*Instructions to follow*
Although the records contain pictures, only their text should be set down, exactly as written.

*Supplied records*
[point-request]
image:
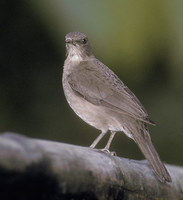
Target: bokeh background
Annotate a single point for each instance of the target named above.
(142, 41)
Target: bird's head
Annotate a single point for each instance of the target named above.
(77, 46)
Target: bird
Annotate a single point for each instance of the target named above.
(101, 99)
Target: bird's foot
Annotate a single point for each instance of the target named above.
(112, 153)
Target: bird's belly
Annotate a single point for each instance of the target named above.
(97, 116)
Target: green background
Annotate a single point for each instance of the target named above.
(141, 41)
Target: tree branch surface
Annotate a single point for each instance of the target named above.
(40, 169)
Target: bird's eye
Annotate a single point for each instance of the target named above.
(84, 41)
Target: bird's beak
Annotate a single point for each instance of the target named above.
(68, 40)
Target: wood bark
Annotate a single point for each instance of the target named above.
(40, 169)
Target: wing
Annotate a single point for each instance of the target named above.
(97, 84)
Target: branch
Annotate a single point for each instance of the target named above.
(39, 169)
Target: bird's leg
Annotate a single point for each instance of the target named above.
(106, 148)
(96, 141)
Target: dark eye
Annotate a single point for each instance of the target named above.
(84, 41)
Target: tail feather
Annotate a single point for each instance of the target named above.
(152, 156)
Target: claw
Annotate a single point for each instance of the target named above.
(112, 153)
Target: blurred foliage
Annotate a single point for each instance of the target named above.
(142, 41)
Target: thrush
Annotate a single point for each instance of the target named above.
(101, 99)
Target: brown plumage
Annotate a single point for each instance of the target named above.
(102, 100)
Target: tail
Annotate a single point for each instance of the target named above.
(150, 153)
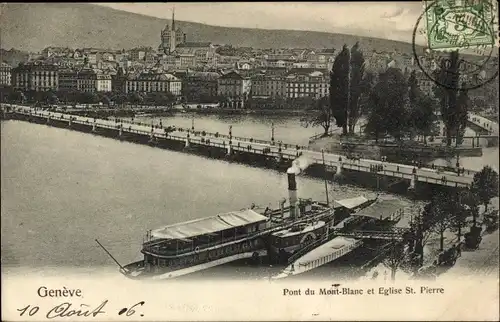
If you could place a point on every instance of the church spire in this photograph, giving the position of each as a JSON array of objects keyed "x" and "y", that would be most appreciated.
[{"x": 173, "y": 18}]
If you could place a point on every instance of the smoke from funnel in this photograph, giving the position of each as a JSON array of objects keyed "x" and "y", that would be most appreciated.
[{"x": 299, "y": 165}]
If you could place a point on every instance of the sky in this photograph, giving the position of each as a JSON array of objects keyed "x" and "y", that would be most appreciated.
[{"x": 389, "y": 20}]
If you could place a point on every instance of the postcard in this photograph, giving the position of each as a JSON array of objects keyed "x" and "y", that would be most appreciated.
[{"x": 240, "y": 161}]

*Result of this exercise*
[point-request]
image:
Target: bokeh background
Annotate a single point for each instance of the target named above.
(142, 41)
Target: bird's head
Annotate a single point for each instance of the target named above.
(77, 46)
Target: bird
Annotate a single point for each instance of the target named above.
(101, 99)
Target: bird's foot
Annotate a single point for each instance of the target named above.
(112, 153)
Target: bird's belly
Annotate a single point for each instance of the target named above.
(97, 116)
Target: green background
Annotate a single point for each instance of the target named above.
(141, 41)
Target: tree branch surface
Annotate a single point for each instance of the target named above.
(40, 169)
Target: bird's eye
Annotate a single point for each instance of the target named above.
(84, 41)
Target: bird's beak
Annotate a single point for each instance of the target named above.
(68, 40)
Target: wood bark
Annotate a single point for each instance of the target named above.
(40, 169)
Target: wing
Annotate a single point for each instance of the target named above.
(97, 84)
Target: branch
Annotate a single point for each instance of the target named above.
(39, 169)
Target: bird's leg
Annotate a single point for each instance of the target named above.
(106, 148)
(96, 141)
Target: dark eye
Annotate a single point for each instance of the target named above.
(84, 41)
Target: tail feather
Annotate a single point for each instance of the target named above.
(152, 156)
Target: claw
Annotate a single point for each instance of the target named above.
(112, 153)
Target: blurred foliage
Annotate a single point for each instance of the target named above.
(142, 41)
Target: thrush
Annotate a single point for each instance of the target named above.
(101, 99)
Target: brown plumage
Annotate a single point for each instance of the target named above.
(102, 100)
Target: tail
Annotate a single point for each instance of the target named above.
(150, 153)
If you could place a point on every instance of the church spire in this photograph, giving the position of each as a JSON array of objects keyed "x" and "y", that would be most appreciated.
[{"x": 173, "y": 18}]
If you could place a point on every instance of the smoke from funnel in this photograph, giving the position of each as a JSON array of objects keyed "x" and "y", that would be most appreciated.
[{"x": 299, "y": 165}]
If you could place a point on every instance of the sky in this photograph, giving the position of each as a JSON array of objects keyed "x" and "y", that would be most appreciated.
[{"x": 389, "y": 20}]
If you could place a point on every instance of the postcard in this photograph, giving the position of each as a JSON array of objects keyed "x" and "y", that would be most appreciated.
[{"x": 240, "y": 161}]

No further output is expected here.